Point-per-instance localization data

######

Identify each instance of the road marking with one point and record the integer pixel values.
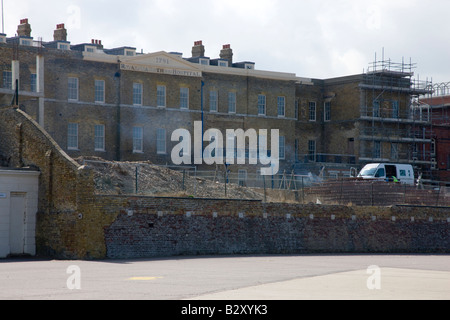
(144, 278)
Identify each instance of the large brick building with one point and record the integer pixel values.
(119, 104)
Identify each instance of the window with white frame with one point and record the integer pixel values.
(281, 104)
(377, 150)
(137, 94)
(99, 138)
(138, 139)
(213, 101)
(394, 151)
(242, 178)
(395, 110)
(327, 111)
(312, 150)
(161, 96)
(7, 80)
(33, 82)
(72, 89)
(99, 91)
(312, 111)
(376, 109)
(161, 141)
(261, 105)
(231, 102)
(282, 147)
(72, 136)
(184, 98)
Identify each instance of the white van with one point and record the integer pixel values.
(402, 173)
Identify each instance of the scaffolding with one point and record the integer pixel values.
(394, 122)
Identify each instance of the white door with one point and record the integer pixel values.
(17, 223)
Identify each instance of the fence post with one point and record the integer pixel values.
(437, 200)
(372, 194)
(264, 184)
(303, 192)
(225, 181)
(136, 181)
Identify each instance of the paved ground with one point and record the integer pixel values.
(342, 277)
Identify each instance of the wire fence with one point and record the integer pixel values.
(153, 180)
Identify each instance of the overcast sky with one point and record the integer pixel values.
(311, 38)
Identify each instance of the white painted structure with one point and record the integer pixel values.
(18, 208)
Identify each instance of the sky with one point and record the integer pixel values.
(311, 38)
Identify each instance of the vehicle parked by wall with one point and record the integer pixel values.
(400, 173)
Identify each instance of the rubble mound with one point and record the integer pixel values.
(145, 178)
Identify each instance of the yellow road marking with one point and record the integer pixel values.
(144, 278)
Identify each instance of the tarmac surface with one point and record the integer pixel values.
(231, 278)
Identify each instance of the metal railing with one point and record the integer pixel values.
(150, 180)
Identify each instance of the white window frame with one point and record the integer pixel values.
(184, 98)
(99, 137)
(312, 150)
(33, 82)
(327, 111)
(232, 102)
(281, 106)
(262, 105)
(138, 139)
(161, 96)
(242, 177)
(73, 88)
(138, 90)
(282, 148)
(161, 145)
(7, 80)
(99, 94)
(213, 101)
(72, 136)
(312, 111)
(377, 150)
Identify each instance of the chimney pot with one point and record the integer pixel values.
(24, 29)
(60, 34)
(198, 50)
(227, 54)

######

### Exercise aim:
Retype the lines above without alteration. The first is the one containing "Identify each instance of the white window", and the last is the final line of the data.

### Worked solution:
Identify each instance of the white window frame with one point and record the integer pixel values.
(184, 98)
(99, 137)
(312, 150)
(33, 82)
(327, 111)
(232, 102)
(281, 106)
(262, 105)
(138, 139)
(161, 96)
(242, 177)
(73, 88)
(138, 90)
(282, 148)
(161, 145)
(7, 80)
(99, 94)
(213, 101)
(72, 136)
(312, 111)
(377, 150)
Identify each instance of the chimney pot with one point and record the integer pixel values.
(24, 29)
(60, 34)
(198, 50)
(227, 54)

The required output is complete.